▸ **TEXTO DEL DOCUMENTO**
※ ※ ※
Me llevó más de 20 años aceptar aquella decisión tomada en el gobierno de Alfonsín que obligaba a los conductores de automóviles a usar el cinturón de seguridad y a los motociclistas, el casco.
En verdad preservaba mi libertad de decidir cómo cuidaba o no mi vida, mientras esto no perjudicase a terceros.
Porque si mi auto volcaba, y yo me golpeaba malamente por no usarlo, sólo a mí me afectaba (y quizás a mi familia).
Y en el casco de las motos, de dudoso beneficio, porque quita visibilidad y oído, percepción en general, veía casi con comicidad el hecho de que, si alguien se accidentaba y volaba de su vehículo, era doblemente peligroso, munido de su casco, con el que podía golpear como martillo a cualquier desprevenido transeúnte.
Insisto, cada uno vive o se mata del modo que mejor lo desee, si esto no embroma a terceros.
※ ※ ※
(Registros de una colección)
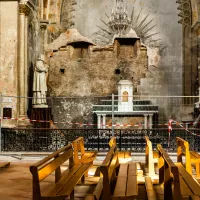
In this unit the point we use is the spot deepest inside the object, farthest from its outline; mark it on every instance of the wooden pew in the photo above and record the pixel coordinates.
(85, 156)
(191, 157)
(149, 188)
(112, 161)
(4, 165)
(177, 182)
(64, 182)
(126, 179)
(151, 157)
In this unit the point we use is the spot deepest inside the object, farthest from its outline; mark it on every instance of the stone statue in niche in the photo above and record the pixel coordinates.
(125, 96)
(40, 83)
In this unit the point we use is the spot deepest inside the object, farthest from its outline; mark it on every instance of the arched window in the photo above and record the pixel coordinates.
(125, 96)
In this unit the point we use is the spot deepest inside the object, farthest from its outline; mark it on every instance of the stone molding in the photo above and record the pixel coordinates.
(24, 9)
(185, 12)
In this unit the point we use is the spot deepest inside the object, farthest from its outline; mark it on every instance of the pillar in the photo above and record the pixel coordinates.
(23, 61)
(150, 121)
(104, 121)
(26, 58)
(43, 27)
(145, 121)
(98, 121)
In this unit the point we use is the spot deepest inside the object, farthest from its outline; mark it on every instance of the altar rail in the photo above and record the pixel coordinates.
(48, 140)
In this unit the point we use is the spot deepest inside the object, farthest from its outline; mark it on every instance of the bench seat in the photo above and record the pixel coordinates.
(126, 185)
(188, 185)
(64, 181)
(69, 180)
(149, 188)
(191, 157)
(5, 164)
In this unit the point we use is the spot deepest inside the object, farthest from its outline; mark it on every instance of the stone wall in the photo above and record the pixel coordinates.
(84, 70)
(167, 74)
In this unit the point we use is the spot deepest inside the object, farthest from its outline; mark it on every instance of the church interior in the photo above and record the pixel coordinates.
(103, 95)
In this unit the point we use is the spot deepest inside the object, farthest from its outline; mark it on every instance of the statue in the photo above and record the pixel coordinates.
(40, 83)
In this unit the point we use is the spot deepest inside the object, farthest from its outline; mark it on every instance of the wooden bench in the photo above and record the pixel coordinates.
(191, 157)
(113, 185)
(126, 179)
(85, 156)
(123, 156)
(64, 181)
(151, 157)
(177, 182)
(149, 188)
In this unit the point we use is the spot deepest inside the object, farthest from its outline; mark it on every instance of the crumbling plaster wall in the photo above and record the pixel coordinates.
(94, 74)
(164, 73)
(165, 17)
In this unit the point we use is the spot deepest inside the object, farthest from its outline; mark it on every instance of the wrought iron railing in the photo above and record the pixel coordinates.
(44, 140)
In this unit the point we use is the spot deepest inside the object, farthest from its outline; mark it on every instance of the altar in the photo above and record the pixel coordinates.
(128, 112)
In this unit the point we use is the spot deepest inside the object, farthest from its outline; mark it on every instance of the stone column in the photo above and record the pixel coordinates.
(145, 121)
(150, 121)
(27, 11)
(98, 121)
(198, 41)
(104, 121)
(43, 27)
(23, 11)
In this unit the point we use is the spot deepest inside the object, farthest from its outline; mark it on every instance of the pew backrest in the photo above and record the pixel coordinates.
(79, 147)
(108, 169)
(112, 141)
(168, 174)
(51, 163)
(183, 149)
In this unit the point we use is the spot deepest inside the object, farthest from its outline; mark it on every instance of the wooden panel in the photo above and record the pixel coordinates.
(66, 176)
(54, 164)
(149, 188)
(113, 165)
(109, 156)
(67, 189)
(120, 188)
(88, 157)
(90, 197)
(98, 189)
(132, 170)
(195, 197)
(5, 164)
(195, 187)
(165, 156)
(123, 169)
(185, 190)
(43, 161)
(112, 141)
(132, 187)
(127, 154)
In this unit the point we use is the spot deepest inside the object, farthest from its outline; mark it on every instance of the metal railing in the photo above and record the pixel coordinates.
(49, 140)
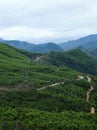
※ ※ ※
▸ **PREGUNTAS**
**a.** Responde con lo que dice el texto sobre el cinturón de seguridad y el casco:
(i) ¿En qué gobierno se tomó la decisión de obligar a usar el cinturón y el casco?
(ii) ¿Qué quita el casco a quien lo lleva?
(iii) Si el auto volcaba, ¿a quién más, además de quien escribe, podía afectar el golpe?
**b.** Continúa, por favor, el texto sobre el cinturón de seguridad y el casco a partir de su última oración.

▸ **TUS RESPUESTAS**
**a.**
(i) En el gobierno de Alfonsín.
(ii) Visibilidad y oído, y en general percepción.
(iii) Quizás a su familia.

**b.**
Pues bien, terminé comprendiendo que había una razón económica, que decía que finalmente el Estado y sus hospitales iban a terminar atendiendo a aquellos imprudentes incumplidores y, por lo tanto, el perjuicio ameritaba la toma de precauciones para evitar el default público.
Lo comprendí, y lo acepté, a regañadientes, pero lo acepté.
Y cuando lo logré, resulta que, en una nueva sorpresa, el gobierno despenaliza la tenencia y el consumo de drogas.
¿¿¿¿Qué ha pasado????
¿¿¿Adónde fue a parar mi teoría tan largamente pensada y asumida????…
Piensen ustedes adónde fue a parar…
Porque el consumo maldito de estas substancias manda a las camas de los hospitales, cuando no a los institutos psiquiátricos, o a las mismas cárceles, a 10 veces más personas que los accidentes de tránsito…
¿¿¿Qué ha pasado????
Nada más que la repetitiva y rutinaria coherencia del desmadre de las instituciones.
Que lejos de aleccionar sobre la reproducción controlada y seria, premia el número de hijos, sean éstos deseados o no, estén cautivos de su propia miserabilidad o no.
Que más lejos aún de proporcionar herramientas que permitan producir, sigue entregando como ofrenda la dádiva indigna, que termina convirtiendo en cómplice a todo aquél que la recibe, y más tarde, en soldado indeclinable de la causa.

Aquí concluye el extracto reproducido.